What the task requires =
Beginning at the line that includes "Would you be able to point at the stained", return each line exactly through the end of the listing, and no line before it.

◇ ◇ ◇ ◇ ◇ ◇ ◇

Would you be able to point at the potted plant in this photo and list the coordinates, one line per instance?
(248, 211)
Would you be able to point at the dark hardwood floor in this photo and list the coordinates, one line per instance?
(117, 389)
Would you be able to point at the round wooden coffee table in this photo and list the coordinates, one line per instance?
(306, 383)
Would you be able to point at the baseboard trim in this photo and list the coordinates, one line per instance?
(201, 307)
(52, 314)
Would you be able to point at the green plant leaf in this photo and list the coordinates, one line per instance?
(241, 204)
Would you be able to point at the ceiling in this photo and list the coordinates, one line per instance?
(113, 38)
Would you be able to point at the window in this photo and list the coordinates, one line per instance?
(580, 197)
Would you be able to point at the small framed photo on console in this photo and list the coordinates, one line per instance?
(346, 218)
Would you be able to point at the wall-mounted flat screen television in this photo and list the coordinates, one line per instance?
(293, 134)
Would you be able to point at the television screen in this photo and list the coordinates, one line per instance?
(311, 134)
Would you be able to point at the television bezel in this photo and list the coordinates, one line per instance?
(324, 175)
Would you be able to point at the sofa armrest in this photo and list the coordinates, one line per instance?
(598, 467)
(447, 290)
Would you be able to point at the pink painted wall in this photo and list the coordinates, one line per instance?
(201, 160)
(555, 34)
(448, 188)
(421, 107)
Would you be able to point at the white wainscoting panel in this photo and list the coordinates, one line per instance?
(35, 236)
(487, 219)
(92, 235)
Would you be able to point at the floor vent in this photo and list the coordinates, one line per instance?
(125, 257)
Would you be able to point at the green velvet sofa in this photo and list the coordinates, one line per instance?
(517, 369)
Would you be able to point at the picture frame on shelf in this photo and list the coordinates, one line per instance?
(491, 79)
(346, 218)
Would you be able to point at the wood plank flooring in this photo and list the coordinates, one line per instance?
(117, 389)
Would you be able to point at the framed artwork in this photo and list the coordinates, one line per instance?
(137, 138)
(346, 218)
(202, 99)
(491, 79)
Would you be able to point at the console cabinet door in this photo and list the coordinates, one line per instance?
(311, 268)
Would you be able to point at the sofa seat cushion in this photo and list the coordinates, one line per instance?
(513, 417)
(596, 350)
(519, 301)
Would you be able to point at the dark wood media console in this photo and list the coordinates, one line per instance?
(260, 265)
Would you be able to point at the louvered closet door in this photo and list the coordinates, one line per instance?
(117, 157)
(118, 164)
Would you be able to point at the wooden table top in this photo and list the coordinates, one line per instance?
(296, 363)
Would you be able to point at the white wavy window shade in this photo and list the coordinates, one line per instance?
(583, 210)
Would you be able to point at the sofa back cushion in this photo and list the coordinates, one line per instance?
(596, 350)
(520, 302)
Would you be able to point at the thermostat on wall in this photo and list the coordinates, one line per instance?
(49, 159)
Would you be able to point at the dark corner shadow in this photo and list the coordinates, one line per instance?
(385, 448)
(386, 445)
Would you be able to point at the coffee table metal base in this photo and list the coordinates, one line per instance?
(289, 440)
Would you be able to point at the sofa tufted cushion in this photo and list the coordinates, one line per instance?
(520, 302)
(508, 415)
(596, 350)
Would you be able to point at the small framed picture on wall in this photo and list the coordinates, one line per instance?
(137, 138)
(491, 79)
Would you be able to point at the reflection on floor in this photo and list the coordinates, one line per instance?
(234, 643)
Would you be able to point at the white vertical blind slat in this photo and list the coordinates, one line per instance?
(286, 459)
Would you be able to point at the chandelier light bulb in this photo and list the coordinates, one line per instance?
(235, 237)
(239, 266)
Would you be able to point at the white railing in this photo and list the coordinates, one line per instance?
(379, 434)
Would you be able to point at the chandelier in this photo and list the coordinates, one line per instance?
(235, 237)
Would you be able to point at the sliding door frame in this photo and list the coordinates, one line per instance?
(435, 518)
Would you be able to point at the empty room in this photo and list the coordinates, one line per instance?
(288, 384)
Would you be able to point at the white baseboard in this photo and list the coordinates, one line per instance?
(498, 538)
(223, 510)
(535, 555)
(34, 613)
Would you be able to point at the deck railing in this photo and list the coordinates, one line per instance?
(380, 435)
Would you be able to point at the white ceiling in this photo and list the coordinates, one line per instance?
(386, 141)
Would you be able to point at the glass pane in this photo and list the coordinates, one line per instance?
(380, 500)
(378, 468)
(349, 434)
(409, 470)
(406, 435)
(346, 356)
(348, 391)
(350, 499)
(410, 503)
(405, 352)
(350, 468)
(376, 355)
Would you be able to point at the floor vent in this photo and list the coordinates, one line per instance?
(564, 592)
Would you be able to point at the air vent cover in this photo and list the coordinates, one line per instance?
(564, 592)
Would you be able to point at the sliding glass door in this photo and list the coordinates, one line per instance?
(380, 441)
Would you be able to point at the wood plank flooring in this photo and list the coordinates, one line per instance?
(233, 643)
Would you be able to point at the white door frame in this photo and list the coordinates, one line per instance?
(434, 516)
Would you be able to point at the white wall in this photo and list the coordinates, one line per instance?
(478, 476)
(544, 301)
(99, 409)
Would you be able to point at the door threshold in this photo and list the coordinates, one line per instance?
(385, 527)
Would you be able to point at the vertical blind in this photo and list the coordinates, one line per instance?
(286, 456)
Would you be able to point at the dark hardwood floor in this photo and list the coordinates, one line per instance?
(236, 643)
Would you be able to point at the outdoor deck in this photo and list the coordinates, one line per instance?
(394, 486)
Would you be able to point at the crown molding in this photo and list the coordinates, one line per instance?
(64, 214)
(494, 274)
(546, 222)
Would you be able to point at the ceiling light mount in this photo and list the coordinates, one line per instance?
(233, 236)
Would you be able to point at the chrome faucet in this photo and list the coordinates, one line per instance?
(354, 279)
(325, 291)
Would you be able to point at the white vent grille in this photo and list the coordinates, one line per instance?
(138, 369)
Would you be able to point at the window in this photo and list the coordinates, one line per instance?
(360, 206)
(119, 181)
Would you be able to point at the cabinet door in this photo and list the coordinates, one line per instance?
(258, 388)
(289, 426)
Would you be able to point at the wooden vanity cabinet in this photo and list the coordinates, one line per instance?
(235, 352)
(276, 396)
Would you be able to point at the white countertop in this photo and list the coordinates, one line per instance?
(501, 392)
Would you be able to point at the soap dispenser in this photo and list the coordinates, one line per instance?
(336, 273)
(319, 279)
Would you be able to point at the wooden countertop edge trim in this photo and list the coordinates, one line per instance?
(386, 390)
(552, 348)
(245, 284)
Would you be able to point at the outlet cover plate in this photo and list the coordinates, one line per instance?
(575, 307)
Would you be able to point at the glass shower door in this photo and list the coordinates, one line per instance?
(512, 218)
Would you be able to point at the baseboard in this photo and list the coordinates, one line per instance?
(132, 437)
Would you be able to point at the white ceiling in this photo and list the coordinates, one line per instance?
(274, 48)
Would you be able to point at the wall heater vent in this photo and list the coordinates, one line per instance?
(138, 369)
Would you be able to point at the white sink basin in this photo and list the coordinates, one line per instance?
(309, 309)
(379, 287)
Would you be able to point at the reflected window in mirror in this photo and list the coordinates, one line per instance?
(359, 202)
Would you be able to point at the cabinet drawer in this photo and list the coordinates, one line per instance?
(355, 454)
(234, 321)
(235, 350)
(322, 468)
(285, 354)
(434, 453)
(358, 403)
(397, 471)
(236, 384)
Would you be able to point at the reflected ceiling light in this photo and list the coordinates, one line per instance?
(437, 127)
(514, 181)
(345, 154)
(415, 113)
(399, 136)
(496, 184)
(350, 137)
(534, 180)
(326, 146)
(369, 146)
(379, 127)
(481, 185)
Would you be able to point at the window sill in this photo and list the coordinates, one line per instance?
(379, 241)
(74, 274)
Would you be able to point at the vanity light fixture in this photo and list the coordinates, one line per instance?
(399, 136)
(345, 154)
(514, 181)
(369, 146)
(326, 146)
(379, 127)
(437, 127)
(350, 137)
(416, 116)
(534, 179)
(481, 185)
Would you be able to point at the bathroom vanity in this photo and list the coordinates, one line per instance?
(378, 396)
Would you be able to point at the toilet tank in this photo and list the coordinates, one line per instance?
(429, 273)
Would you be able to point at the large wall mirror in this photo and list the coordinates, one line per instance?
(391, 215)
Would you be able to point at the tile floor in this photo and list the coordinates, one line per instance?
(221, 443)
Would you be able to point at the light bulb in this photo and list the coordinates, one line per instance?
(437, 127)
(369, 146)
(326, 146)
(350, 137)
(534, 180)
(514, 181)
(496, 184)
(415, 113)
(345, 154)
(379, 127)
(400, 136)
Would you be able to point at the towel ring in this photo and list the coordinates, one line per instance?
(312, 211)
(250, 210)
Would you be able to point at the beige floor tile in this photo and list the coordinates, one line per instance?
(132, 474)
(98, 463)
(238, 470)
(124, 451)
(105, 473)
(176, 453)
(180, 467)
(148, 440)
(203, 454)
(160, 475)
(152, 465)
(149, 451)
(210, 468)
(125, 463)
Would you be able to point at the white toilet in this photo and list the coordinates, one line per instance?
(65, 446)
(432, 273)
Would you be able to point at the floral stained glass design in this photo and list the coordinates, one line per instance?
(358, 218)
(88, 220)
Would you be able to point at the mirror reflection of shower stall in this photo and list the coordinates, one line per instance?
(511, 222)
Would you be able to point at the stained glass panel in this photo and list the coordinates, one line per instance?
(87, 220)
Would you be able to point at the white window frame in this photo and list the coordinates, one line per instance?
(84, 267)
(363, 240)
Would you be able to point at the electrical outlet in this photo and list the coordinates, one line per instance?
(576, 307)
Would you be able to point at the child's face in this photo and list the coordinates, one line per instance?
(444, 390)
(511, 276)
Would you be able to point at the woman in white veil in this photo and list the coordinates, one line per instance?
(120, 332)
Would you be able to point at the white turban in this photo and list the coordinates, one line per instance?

◇ ◇ ◇ ◇ ◇ ◇ ◇

Task solution =
Would you be able to point at the stained glass panel in this photo and list the coordinates, one line per instance?
(87, 220)
Would you be able to point at the white window frame in this photo and list the coordinates, one line per instance?
(84, 267)
(363, 240)
Would you be able to point at the electrical outlet in this photo and list the coordinates, one line per instance?
(576, 307)
Would you be able to point at the child's face in this photo and list the coordinates, one line per instance?
(444, 390)
(511, 276)
Would you be able to point at the woman in white veil in this photo and list the coordinates, one line per instance?
(120, 332)
Would you be able to point at the white turban in this photo and list the coordinates, one line per instance?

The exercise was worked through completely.